-------- TASK INPUT --------

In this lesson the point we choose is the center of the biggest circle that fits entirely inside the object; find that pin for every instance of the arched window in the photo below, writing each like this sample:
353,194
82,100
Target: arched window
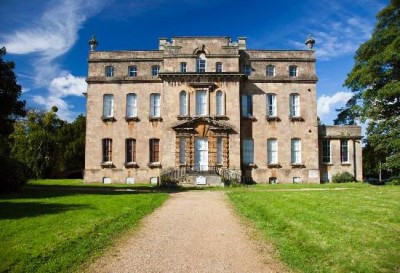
183,103
270,71
201,63
293,71
220,103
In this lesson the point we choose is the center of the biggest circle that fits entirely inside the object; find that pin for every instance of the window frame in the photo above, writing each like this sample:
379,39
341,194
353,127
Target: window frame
109,71
132,71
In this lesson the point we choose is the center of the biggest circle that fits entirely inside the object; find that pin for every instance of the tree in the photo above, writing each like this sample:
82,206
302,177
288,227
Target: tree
375,82
13,172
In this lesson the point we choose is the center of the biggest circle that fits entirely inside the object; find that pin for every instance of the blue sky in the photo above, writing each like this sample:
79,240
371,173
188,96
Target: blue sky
48,40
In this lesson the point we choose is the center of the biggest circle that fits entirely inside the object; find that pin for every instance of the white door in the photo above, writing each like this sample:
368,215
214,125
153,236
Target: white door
201,154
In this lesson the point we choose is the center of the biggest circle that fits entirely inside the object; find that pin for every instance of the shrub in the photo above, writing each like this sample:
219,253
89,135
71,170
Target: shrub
342,177
14,175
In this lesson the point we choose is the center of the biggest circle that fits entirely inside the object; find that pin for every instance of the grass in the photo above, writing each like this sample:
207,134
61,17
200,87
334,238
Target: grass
352,230
57,225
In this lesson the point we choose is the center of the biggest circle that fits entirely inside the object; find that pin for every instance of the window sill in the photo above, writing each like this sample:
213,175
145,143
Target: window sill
105,119
252,118
298,165
107,164
180,117
131,165
296,119
274,165
273,118
222,117
154,165
155,119
136,119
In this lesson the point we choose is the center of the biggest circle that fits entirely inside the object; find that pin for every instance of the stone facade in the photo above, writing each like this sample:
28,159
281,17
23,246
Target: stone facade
205,103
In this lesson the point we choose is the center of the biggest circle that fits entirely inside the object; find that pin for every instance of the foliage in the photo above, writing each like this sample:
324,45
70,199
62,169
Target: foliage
342,177
57,229
327,231
10,107
375,81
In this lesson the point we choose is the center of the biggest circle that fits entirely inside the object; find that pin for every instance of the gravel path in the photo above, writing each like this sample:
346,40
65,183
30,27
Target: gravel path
193,231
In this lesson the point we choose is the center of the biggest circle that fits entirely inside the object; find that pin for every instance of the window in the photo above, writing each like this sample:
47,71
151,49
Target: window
182,150
344,151
296,151
295,105
247,105
272,151
109,71
219,101
130,150
201,103
154,150
132,71
201,63
155,105
218,67
108,106
183,67
183,103
107,150
292,71
270,71
131,105
326,151
247,70
248,151
219,150
271,105
155,69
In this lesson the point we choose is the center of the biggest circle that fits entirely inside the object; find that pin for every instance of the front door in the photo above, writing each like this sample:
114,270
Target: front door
201,154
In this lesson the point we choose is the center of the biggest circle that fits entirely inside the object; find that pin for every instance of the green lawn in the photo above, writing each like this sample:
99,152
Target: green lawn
53,228
351,230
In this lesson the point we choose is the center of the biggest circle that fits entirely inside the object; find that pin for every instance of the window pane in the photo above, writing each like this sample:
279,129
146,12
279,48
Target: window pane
220,103
201,102
248,151
108,105
183,103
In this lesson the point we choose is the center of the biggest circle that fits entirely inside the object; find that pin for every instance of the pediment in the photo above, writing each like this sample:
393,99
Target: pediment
214,125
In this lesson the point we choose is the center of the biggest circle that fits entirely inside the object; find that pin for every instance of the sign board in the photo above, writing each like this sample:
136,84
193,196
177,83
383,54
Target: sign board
201,180
130,180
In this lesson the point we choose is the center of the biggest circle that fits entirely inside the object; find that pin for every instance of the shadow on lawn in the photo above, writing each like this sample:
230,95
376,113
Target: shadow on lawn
17,210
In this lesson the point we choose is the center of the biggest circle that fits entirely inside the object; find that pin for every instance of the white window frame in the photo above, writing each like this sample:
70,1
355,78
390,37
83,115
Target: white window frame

--------

| WHAT THE EXERCISE ASKS |
Copy out every one of the entries above, changing each "biggest" to "largest" and leaving everything else as it is. Leave out the pictures.

| SOLUTION BELOW |
In this lesson the point we choose is the center of the largest circle that fits entirely inside the object; find that pin for every instance of the arched window in the photo below, writing each like this sample:
353,194
82,100
Target: arched window
183,103
270,71
201,63
293,71
220,103
In this lesson the point we choose is the center of the largest circle that fits entirely inside the object; find that pin for every instance of the window frame in the photo above, writing each like this sample:
379,39
341,194
353,127
Target: window frame
109,71
132,71
In this lesson the point we choose is the center of the largest circle that fits entirely inside the object; find that pin for every instance of the tree in the photo above, writing each like this sample:
82,206
302,177
288,227
Target: tree
375,82
13,172
In this lesson the point we choose is the center of the largest circle that fits entirely inside the object; find that pin for every instance of the blue sky in the photo above, writing each like this sample:
79,240
371,173
188,96
Target: blue sky
48,40
In this lesson the point we choose is the center of the largest circle that fits entirely inside the object; find that pin for every instance of the white door in the photo above, writing each like this sample:
368,215
214,125
153,236
Target: white door
201,154
In this lesson the point we choose is the center of the largest circle that fits entirely inside the object; find that pin for every instance of the shrub in the photo above, writing each like this sample:
219,253
89,135
71,170
Target: shrub
342,177
14,175
In this lesson the point we choose is the center of the largest circle that fits entirely inside the object; find that pin for every instance of the grass in the photo above, writing each like this sample:
207,134
61,17
200,87
334,238
Target: grass
352,230
57,225
In this lesson the point we choose is the center of the largest circle that fits entirely inside the object; find that pin for every instance of the window sill in the photo above, writing each like this sample:
213,175
145,143
Target: window sill
105,119
252,118
298,165
107,164
180,117
131,165
296,119
274,165
273,118
222,117
154,165
155,119
136,119
In this lesson the point we choose is the center of the largest circle that fits entirely inside the object; find that pin for every instance of the stone facade in the photo above, writing each like this sample:
28,159
281,17
23,246
Target: stone facade
205,103
In this lesson the point we choose is the center of the largest circle that fits entirely inside the object; find that pin for every instance of the foliage in the photo above, writing each like this sample:
324,45
70,199
62,169
Target: foliage
342,177
57,229
327,231
10,107
375,81
In this lesson the point we choose is the center of the largest circle that fits entirely inside the object; find that pin for every instance of the gravel path in the photo above, writing each like this sample:
346,40
65,183
30,27
Target: gravel path
193,231
In this lesson the point we choose is the center of the largest circle that fits entirely inside the object; find that pin for every instance of the window in the photo above, writing each like this sample:
47,71
151,49
Target: window
182,150
344,151
296,151
295,105
247,105
272,151
109,71
219,101
130,150
201,103
154,150
132,71
201,63
155,105
218,67
108,106
183,67
183,103
107,150
292,71
270,71
131,105
326,151
247,70
248,151
219,150
271,105
155,69
In this lesson the point we choose is the center of the largest circle that fits entirely inside the object; find that pin for every instance of the front door in the photo above, writing each like this sample:
114,270
Target: front door
201,154
In this lesson the point we choose is the center of the largest circle that fits entirely inside the object; find that pin for every instance of the green lawn in the photo above, writing each like this sample:
99,152
Target: green lawn
53,228
351,230
In this lesson the point we choose is the center of the largest circle that fits entirely inside the object; find that pin for every instance of the window pane in the photo above, writing each like this sample:
279,129
146,12
279,48
Target: window pane
220,103
201,102
248,151
108,105
183,103
In this lesson the point we choose is the center of the largest circle that fits entirely inside the object; find that pin for every instance of the pediment in the photo above, writing each like this sample:
393,99
Target: pediment
214,125
In this lesson the point we choose is the center of the largest circle that fits entirely inside the object; find that pin for every instance of the sign board in the photo above, writing each like this sample:
136,84
193,196
177,83
383,54
Target: sign board
201,180
130,180
In this lesson the point we choose is the center of the largest circle that fits entirely inside the object; find that pin for every instance of the shadow on lawn in the photo above, writing each like this sample:
230,95
376,113
Target: shadow on lawn
17,210
In this lesson the point we choose is the center of the largest circle that fits entirely inside the object; find that pin for every instance of the white window frame in the photo above, writing each like this sample:
70,1
355,78
390,37
83,115
Target: white window frame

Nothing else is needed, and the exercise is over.